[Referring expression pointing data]

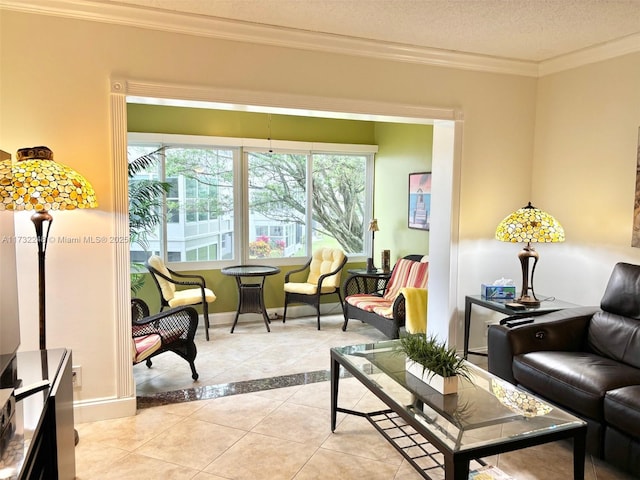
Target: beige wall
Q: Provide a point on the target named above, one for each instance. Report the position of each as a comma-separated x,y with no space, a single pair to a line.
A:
585,173
54,90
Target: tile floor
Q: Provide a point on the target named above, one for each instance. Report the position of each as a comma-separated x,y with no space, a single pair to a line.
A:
260,410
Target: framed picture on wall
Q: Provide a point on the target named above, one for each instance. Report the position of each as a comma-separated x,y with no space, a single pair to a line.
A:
420,200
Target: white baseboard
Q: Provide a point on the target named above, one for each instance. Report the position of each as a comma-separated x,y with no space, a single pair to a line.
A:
294,311
103,409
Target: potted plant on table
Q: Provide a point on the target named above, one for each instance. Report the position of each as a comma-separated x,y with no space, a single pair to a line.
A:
433,362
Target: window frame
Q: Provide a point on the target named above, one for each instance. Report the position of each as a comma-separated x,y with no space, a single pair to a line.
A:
242,147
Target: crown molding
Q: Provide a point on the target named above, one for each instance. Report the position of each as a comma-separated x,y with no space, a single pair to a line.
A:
598,53
200,25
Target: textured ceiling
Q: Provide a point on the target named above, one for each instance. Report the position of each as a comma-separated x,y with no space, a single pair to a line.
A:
529,30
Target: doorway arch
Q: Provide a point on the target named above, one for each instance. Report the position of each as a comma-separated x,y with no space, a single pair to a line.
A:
443,239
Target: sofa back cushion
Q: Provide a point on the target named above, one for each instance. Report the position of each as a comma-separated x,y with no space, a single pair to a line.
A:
614,331
407,273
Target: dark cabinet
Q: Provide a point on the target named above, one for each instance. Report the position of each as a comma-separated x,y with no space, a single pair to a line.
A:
43,445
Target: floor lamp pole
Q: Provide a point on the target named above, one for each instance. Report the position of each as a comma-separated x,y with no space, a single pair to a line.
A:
42,238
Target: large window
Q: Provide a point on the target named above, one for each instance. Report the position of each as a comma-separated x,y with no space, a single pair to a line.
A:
285,201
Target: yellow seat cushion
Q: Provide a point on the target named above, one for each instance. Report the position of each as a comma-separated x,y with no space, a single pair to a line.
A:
323,261
415,301
168,288
191,296
144,346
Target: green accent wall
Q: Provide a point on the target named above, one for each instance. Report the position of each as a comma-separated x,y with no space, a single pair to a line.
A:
403,148
224,123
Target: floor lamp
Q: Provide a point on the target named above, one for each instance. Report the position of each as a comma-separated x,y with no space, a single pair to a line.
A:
36,183
529,225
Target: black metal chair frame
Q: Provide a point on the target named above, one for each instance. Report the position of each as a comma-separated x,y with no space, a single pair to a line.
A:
195,281
311,299
176,327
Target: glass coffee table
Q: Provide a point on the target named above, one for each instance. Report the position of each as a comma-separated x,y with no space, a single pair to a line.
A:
433,432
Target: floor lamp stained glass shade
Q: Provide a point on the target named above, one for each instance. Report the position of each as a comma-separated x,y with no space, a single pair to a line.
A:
35,182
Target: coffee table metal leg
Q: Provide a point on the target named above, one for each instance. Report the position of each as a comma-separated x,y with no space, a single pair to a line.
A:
335,377
579,454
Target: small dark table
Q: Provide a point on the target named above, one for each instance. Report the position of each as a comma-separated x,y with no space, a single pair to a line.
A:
368,281
251,295
546,306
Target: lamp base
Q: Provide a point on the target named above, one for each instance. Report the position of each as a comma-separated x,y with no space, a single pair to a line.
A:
528,301
370,266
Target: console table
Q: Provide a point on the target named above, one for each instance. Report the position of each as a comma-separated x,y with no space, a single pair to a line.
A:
250,295
487,416
43,445
548,305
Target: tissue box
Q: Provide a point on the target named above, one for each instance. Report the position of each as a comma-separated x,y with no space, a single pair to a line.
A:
498,292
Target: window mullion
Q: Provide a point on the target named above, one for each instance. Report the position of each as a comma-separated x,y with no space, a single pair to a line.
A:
309,209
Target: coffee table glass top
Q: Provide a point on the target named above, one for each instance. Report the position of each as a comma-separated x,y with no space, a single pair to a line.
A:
484,412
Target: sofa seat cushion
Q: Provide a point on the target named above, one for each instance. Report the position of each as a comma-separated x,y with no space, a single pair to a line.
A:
372,303
622,409
576,380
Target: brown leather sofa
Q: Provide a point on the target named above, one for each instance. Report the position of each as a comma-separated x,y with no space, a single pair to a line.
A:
587,361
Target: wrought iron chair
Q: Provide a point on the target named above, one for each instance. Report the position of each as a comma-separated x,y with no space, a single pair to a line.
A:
166,280
170,331
325,268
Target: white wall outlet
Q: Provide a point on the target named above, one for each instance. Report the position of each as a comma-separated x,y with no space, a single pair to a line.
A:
76,376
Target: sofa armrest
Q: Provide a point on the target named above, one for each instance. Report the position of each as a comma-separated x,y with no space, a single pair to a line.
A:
564,330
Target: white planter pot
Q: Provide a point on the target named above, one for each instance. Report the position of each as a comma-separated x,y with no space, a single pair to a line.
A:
443,385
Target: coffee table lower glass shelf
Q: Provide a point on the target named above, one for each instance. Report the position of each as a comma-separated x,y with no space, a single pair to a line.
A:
453,433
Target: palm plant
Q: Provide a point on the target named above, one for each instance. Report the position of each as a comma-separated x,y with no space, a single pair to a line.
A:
145,207
434,356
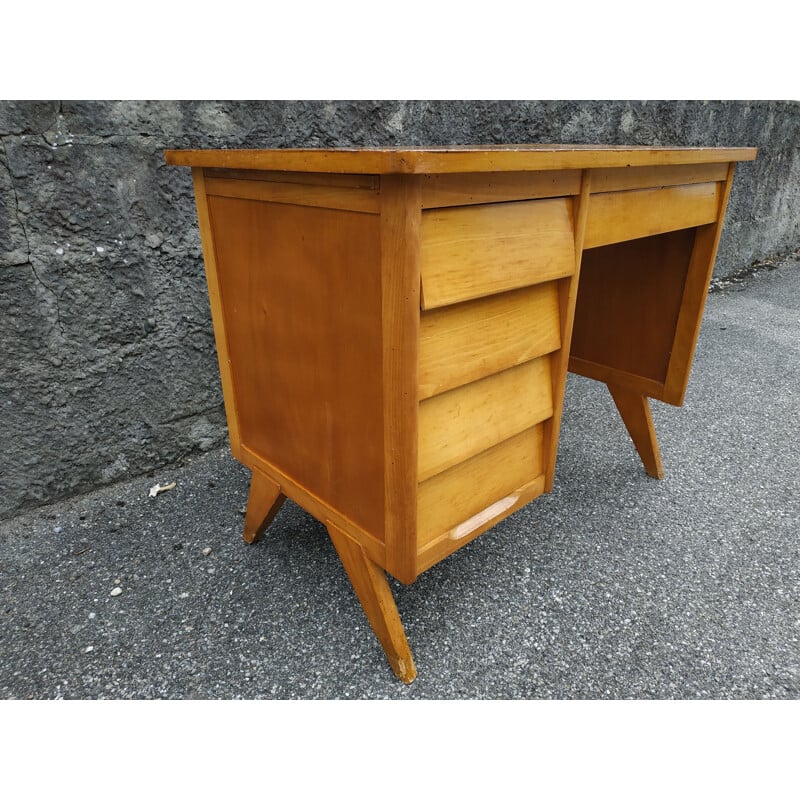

■ What you are asked to do
Your job is to copy out every line from the records above that has the word "coffee".

■ Response to this exercise
Target: glass coffee table
Target: coffee table metal leg
Target: coffee table glass top
Target: coffee table lower glass shelf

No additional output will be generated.